> _Problem_
Duplicate every one of the entries below, keeping each line unchanged.

Source records
-.-.-
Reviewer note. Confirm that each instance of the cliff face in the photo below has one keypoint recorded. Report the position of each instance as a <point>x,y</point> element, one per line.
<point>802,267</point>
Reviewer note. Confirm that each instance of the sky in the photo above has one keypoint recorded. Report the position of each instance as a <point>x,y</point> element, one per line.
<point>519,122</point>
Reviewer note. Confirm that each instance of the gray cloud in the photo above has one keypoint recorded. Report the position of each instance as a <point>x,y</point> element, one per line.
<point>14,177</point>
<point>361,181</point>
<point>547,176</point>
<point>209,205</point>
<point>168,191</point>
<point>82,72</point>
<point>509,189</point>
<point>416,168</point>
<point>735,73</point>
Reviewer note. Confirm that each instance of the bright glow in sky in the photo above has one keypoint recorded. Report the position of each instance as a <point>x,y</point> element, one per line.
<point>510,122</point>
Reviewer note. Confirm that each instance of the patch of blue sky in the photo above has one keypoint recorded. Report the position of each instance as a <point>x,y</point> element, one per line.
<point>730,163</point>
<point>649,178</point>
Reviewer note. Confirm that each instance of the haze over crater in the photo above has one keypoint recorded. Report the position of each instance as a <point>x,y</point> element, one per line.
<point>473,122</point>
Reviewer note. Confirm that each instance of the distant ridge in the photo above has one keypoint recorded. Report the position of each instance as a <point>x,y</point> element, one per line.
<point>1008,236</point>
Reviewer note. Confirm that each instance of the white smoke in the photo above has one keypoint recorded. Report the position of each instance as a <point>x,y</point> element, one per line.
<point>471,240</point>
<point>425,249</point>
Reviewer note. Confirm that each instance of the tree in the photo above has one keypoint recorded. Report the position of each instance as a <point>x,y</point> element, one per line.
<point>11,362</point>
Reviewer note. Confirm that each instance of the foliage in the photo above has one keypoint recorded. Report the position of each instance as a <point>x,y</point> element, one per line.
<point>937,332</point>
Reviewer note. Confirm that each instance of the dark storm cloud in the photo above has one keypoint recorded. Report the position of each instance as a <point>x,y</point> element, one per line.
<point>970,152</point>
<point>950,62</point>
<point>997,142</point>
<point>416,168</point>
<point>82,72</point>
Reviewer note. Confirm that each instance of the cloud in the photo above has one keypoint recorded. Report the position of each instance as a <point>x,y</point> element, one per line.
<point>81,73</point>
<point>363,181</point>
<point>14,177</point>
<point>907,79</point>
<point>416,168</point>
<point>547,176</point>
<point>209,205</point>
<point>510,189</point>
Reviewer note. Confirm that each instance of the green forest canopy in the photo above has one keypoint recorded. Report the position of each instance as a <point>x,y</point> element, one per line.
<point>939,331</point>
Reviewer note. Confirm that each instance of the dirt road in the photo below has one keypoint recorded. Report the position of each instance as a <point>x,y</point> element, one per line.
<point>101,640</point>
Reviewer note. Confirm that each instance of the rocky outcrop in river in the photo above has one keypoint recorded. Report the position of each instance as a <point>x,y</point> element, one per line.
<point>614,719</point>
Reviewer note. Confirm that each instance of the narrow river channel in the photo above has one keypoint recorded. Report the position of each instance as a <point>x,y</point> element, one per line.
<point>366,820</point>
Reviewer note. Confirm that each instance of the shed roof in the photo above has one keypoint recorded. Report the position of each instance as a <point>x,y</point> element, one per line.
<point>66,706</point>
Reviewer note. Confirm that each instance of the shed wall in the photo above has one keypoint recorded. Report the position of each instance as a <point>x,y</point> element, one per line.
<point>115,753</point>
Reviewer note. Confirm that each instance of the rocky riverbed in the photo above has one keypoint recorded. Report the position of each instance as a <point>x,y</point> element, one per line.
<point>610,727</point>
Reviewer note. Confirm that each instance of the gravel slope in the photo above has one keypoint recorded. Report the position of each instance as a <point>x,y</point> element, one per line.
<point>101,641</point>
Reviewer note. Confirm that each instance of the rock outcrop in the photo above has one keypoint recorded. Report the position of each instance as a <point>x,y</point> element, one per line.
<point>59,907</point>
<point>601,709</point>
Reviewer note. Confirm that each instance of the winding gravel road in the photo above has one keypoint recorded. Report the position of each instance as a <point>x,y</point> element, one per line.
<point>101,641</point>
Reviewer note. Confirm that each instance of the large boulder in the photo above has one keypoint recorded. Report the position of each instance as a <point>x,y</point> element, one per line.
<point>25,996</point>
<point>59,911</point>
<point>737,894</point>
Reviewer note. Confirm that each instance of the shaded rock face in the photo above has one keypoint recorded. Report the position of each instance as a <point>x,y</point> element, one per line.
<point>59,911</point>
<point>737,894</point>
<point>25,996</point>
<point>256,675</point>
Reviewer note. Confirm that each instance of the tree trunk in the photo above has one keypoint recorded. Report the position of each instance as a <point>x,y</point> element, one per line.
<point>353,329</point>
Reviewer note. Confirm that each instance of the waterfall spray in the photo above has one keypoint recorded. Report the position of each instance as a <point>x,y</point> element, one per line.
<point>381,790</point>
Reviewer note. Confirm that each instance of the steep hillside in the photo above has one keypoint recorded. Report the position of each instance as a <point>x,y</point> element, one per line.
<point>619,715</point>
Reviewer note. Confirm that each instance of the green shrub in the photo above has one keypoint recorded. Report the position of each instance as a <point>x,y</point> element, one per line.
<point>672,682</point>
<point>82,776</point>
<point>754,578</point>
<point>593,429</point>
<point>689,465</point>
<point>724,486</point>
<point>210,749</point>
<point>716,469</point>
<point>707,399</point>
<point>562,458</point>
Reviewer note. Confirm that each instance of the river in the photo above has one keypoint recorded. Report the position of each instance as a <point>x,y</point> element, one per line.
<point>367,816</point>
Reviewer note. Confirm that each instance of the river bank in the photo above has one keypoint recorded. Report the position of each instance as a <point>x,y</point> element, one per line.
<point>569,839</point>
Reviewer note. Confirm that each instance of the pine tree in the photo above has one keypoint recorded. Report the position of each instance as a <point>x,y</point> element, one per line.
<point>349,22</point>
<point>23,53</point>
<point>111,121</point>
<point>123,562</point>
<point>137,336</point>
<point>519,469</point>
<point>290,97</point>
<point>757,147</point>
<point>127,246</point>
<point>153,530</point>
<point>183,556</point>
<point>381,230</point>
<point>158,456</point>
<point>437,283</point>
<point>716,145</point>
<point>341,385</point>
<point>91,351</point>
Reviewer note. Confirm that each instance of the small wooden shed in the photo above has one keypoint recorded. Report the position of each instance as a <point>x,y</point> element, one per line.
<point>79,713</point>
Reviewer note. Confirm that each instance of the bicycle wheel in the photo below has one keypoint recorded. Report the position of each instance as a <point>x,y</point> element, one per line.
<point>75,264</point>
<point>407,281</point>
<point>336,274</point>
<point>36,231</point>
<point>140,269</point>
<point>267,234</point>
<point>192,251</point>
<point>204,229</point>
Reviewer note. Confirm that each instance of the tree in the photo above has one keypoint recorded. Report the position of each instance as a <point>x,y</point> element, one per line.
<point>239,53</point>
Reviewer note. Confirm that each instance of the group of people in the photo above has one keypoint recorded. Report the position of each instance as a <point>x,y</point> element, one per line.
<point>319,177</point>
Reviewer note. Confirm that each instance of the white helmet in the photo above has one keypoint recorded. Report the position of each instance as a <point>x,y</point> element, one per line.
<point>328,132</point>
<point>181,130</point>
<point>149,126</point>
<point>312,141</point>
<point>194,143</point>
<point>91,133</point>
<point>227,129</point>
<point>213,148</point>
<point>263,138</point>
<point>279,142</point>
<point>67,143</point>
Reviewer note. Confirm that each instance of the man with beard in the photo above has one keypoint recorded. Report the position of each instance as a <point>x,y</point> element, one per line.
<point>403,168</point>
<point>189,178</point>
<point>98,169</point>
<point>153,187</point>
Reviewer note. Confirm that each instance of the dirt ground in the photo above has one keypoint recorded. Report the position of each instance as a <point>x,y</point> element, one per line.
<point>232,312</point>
-.-.-
> _Output of the task_
Reviewer note. Confirm that each instance of the cliff face in the photo below has one keypoint recorded. Report the position of each instance as a <point>x,y</point> element, one per line.
<point>802,267</point>
Reviewer note. Confirm that each instance of the sky in the photo above has one keypoint recorded. Report the position of each instance as a <point>x,y</point> element, one per line.
<point>519,122</point>
Reviewer note. Confirm that each instance of the gray cloud in the photo above has one keypoint recorded. Report the position of each instance as a <point>x,y</point> element, one per line.
<point>14,177</point>
<point>361,181</point>
<point>547,176</point>
<point>209,205</point>
<point>168,191</point>
<point>82,72</point>
<point>509,189</point>
<point>416,168</point>
<point>735,73</point>
Reviewer note. Confirm that each instance of the bright glow in sky in the photo above has one keypoint recorded. Report the position of each instance as a <point>x,y</point> element, one per line.
<point>510,122</point>
Reviewer note. Confirm that each instance of the patch of blue sky in the photo above has one keypoint recorded. Report the position of each instance as a <point>x,y</point> element, one per line.
<point>730,163</point>
<point>649,178</point>
Reviewer note. Confirm that each instance of the haze over crater in the photo above has one keypoint recorded. Report the position of each instance as a <point>x,y</point> element, one per line.
<point>473,122</point>
Reviewer note. Confirm that each instance of the distant ridge in the photo above has one keypoint recorded. Report the position of each instance as a <point>x,y</point> element, one per line.
<point>1008,236</point>
Reviewer note. Confirm that each instance of the white smoke in the photo above has one keypoint recorded. Report the position of each instance as a <point>x,y</point> element, one per line.
<point>471,240</point>
<point>425,249</point>
Reviewer note. Confirm that each instance of the tree in the photo above has one keypoint recorded. Report the position of each instance as a <point>x,y</point> element, one per line.
<point>11,362</point>
Reviewer note. Confirm that each instance of the foliage in the photo above has one keypoint recorded. Report the position of each instance as a <point>x,y</point> element, one per line.
<point>937,332</point>
Reviewer note. Confirm that each instance of the dark storm cloud in the photo above has one keypoint recorded. Report the position of each instance as a <point>x,y</point> element, one per line.
<point>970,152</point>
<point>950,62</point>
<point>997,142</point>
<point>416,168</point>
<point>82,72</point>
Reviewer note. Confirm that each instance of the cloud in the photo above has one keypoint recorded. Report the position of each instance as a <point>x,y</point> element, one per line.
<point>81,73</point>
<point>363,181</point>
<point>14,177</point>
<point>907,79</point>
<point>416,168</point>
<point>547,176</point>
<point>209,205</point>
<point>510,189</point>
Reviewer note. Confirm that each instance of the green forest canopy in the photo above has one keypoint recorded. Report the position of each instance as a <point>x,y</point> element, one per line.
<point>939,331</point>
Reviewer note. Confirm that each instance of the dirt road in the photo below has one keypoint recorded. Report the position of each instance as a <point>x,y</point> element, one per line.
<point>101,640</point>
Reviewer note. Confirm that each instance of the rocky outcrop in river in the photo above has one keypoint recorded. Report the position of each instance as a <point>x,y</point> element, one per line.
<point>614,719</point>
Reviewer note. Confirm that each instance of the narrow river channel in the photo above has one keypoint recorded. Report the position of each instance as a <point>x,y</point> element, one per line.
<point>366,820</point>
Reviewer note. Confirm that each instance of the shed roof in the photo above has one keypoint recorded. Report the position of each instance as a <point>x,y</point> element, one per line.
<point>66,706</point>
Reviewer note. Confirm that each instance of the shed wall in the photo above has one keypoint recorded. Report the position of each instance as a <point>x,y</point> element, one per line.
<point>115,753</point>
Reviewer note. Confirm that each instance of the rocky riverbed in the photo above has one keypoint recorded. Report the position of each instance as a <point>x,y</point> element, one per line.
<point>610,727</point>
Reviewer note. Confirm that each instance of the gravel slope in the photo above has one keypoint recorded. Report the position of each instance as a <point>x,y</point> element, one per line.
<point>101,641</point>
Reviewer note. Confirm that each instance of the rock outcrop in the photo above has one keypoint recorded. Report the position of each instance as a <point>x,y</point> element, one per line.
<point>59,907</point>
<point>601,709</point>
Reviewer note. Confirm that each instance of the winding gravel road in the photo above has one keypoint recorded. Report the position of each instance as a <point>x,y</point> element, one per line.
<point>101,641</point>
Reviewer note. Confirm that each instance of the large boulder in the photo above has one keypoint recorded. Report the position of each instance as a <point>x,y</point> element, one per line.
<point>25,996</point>
<point>59,911</point>
<point>737,894</point>
Reviewer note. Confirm that each instance of the shaded rock face in the photo above has one keypoint recorded. Report the position of each instance as a <point>x,y</point> element, one per line.
<point>59,911</point>
<point>737,894</point>
<point>25,996</point>
<point>256,675</point>
Reviewer note. Confirm that each instance of the tree trunk in the photo above has one keypoint recorded. Report the position of each instance as a <point>x,y</point> element, one per line.
<point>353,329</point>
Reviewer note. Confirm that each instance of the waterfall spray in the photo above has one keypoint recorded. Report the position of each instance as a <point>x,y</point> element, one per line.
<point>381,790</point>
Reviewer note. Confirm that each instance of the steep hillside in the photo above has one keypoint recorded. Report the position of each instance as a <point>x,y</point> element, one per line.
<point>619,715</point>
Reviewer note. Confirm that each instance of the green shrub in the photo above has one keypoint recorded. Report the position of each instance as a <point>x,y</point> element, one per line.
<point>672,682</point>
<point>82,776</point>
<point>754,578</point>
<point>593,429</point>
<point>689,465</point>
<point>724,486</point>
<point>210,749</point>
<point>716,469</point>
<point>707,399</point>
<point>562,458</point>
Reviewer note. Confirm that each instance of the river in the photo above has one keypoint recorded. Report the position of each instance as a <point>x,y</point> element, one per line.
<point>367,816</point>
Reviewer note. Confirm that each instance of the river bank in the photo above has one keypoint recorded. Report the position of each instance as a <point>x,y</point> element, one per line.
<point>569,839</point>
Reviewer note. Confirm that each instance of the pine tree in the photo above has one keypoint recorded. Report the position of each instance as a <point>x,y</point> element, one per line.
<point>349,22</point>
<point>23,53</point>
<point>111,121</point>
<point>123,562</point>
<point>137,336</point>
<point>519,469</point>
<point>290,97</point>
<point>757,147</point>
<point>127,246</point>
<point>153,530</point>
<point>183,556</point>
<point>381,230</point>
<point>158,456</point>
<point>437,283</point>
<point>716,145</point>
<point>341,385</point>
<point>91,351</point>
Reviewer note. Confirm that each instance of the small wooden shed in the photo above has one keypoint recorded. Report the position of each instance as a <point>x,y</point> element, one per line.
<point>79,713</point>
Reviewer note. Confirm that each instance of the bicycle wheel in the photo below has one keypoint recorded. Report the position of each instance as a <point>x,y</point> element, one per line.
<point>75,264</point>
<point>407,281</point>
<point>336,274</point>
<point>36,231</point>
<point>140,269</point>
<point>267,234</point>
<point>192,251</point>
<point>204,229</point>
Reviewer note. Confirm that each instance of the tree in the photo above has one keypoint recorded. Report the position of each instance as a <point>x,y</point> element, one per line.
<point>239,53</point>
Reviewer note. Confirm that each instance of the group of people in the photo above has one keypoint recorded. Report the position of each instance as a <point>x,y</point> element, one per line.
<point>319,177</point>
Reviewer note. Confirm that each instance of the white helmet in the photo above has one keypoint recorded. Report the position of each instance as a <point>x,y</point> element, one per line.
<point>328,132</point>
<point>181,130</point>
<point>149,126</point>
<point>312,141</point>
<point>194,143</point>
<point>91,133</point>
<point>227,129</point>
<point>213,148</point>
<point>263,138</point>
<point>279,142</point>
<point>67,143</point>
Reviewer note. Confirm that each instance of the man with beard in the photo above has one keypoint recorded. Report the position of each instance as a <point>x,y</point> element, one per line.
<point>403,168</point>
<point>189,178</point>
<point>98,169</point>
<point>153,187</point>
Reviewer note. Confirm that each instance of the dirt ground in the photo above has one keypoint recorded. Report the position of each instance as a <point>x,y</point> element, one per line.
<point>232,312</point>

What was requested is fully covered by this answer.